**TASK TO CARRY OUT**
Each entry should be quoted word for word, including every mark of punctuation.

Excerpts from point annotation data

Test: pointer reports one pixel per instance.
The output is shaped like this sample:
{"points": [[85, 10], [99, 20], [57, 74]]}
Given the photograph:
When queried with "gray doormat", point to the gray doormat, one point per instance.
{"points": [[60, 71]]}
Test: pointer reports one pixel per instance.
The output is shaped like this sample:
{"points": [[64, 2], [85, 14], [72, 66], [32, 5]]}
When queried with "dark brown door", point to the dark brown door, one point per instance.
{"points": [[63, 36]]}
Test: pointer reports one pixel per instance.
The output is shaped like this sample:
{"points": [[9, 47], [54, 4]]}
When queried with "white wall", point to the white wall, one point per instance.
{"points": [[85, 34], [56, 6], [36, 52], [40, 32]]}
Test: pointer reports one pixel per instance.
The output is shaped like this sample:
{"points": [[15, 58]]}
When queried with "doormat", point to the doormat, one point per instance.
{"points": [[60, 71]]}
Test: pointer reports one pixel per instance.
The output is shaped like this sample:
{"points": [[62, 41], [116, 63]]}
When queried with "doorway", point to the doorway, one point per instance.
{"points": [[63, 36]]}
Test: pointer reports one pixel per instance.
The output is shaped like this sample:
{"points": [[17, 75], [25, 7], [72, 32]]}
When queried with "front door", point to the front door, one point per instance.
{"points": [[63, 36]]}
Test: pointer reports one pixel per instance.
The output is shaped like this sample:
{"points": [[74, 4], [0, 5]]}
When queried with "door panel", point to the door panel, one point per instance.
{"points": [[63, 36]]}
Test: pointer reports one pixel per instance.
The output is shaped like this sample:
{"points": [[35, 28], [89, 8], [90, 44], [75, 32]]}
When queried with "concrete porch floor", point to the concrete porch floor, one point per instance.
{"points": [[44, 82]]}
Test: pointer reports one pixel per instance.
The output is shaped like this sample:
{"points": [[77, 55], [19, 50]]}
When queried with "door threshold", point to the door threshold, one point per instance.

**TASK RESPONSE**
Test: pointer reports one pixel per instance.
The output is shaped like this sample:
{"points": [[85, 10], [99, 20], [57, 74]]}
Given the photograph:
When queried with "gray doormat", point to the gray doormat, one point per instance.
{"points": [[60, 71]]}
Test: pointer reports one pixel per instance.
The output is shaped like this sample:
{"points": [[64, 2], [85, 14], [72, 66], [32, 5]]}
When queried with "dark brown door", point to the dark brown door, one point per instance.
{"points": [[63, 36]]}
Test: pointer reports one pixel per instance.
The output is shaped like this sample:
{"points": [[9, 47], [54, 4]]}
When queried with "white wall", point to the white wall, one point per instance.
{"points": [[85, 34], [56, 6], [36, 52], [40, 32]]}
Test: pointer reports one pixel per instance.
The output is shaped like this sample:
{"points": [[15, 58]]}
When queried with "doormat", point to the doormat, one point per instance.
{"points": [[60, 71]]}
Test: pointer reports one pixel per instance.
The output is shaped like this sample:
{"points": [[62, 41], [116, 63]]}
When queried with "doorway", point to the doorway, one point per instance.
{"points": [[63, 36]]}
Test: pointer reports one pixel per instance.
The output is shaped like this sample:
{"points": [[17, 75], [25, 7], [72, 32]]}
When queried with "front door", point to the front door, one point per instance.
{"points": [[63, 36]]}
Test: pointer reports one pixel per instance.
The output is shaped like this sample:
{"points": [[74, 4], [0, 5]]}
When queried with "door panel", point to the door panel, one point per instance.
{"points": [[63, 36]]}
Test: pointer reports one pixel per instance.
The output is shaped like this sample:
{"points": [[35, 28], [89, 8], [90, 44], [75, 32]]}
When queried with "concrete porch floor", point to the concrete porch floor, one point per instance.
{"points": [[44, 82]]}
Test: pointer reports one pixel per instance.
The output is shaped like this sample:
{"points": [[77, 55], [19, 50]]}
When queried with "door threshold", point to the door threshold, one point per instance.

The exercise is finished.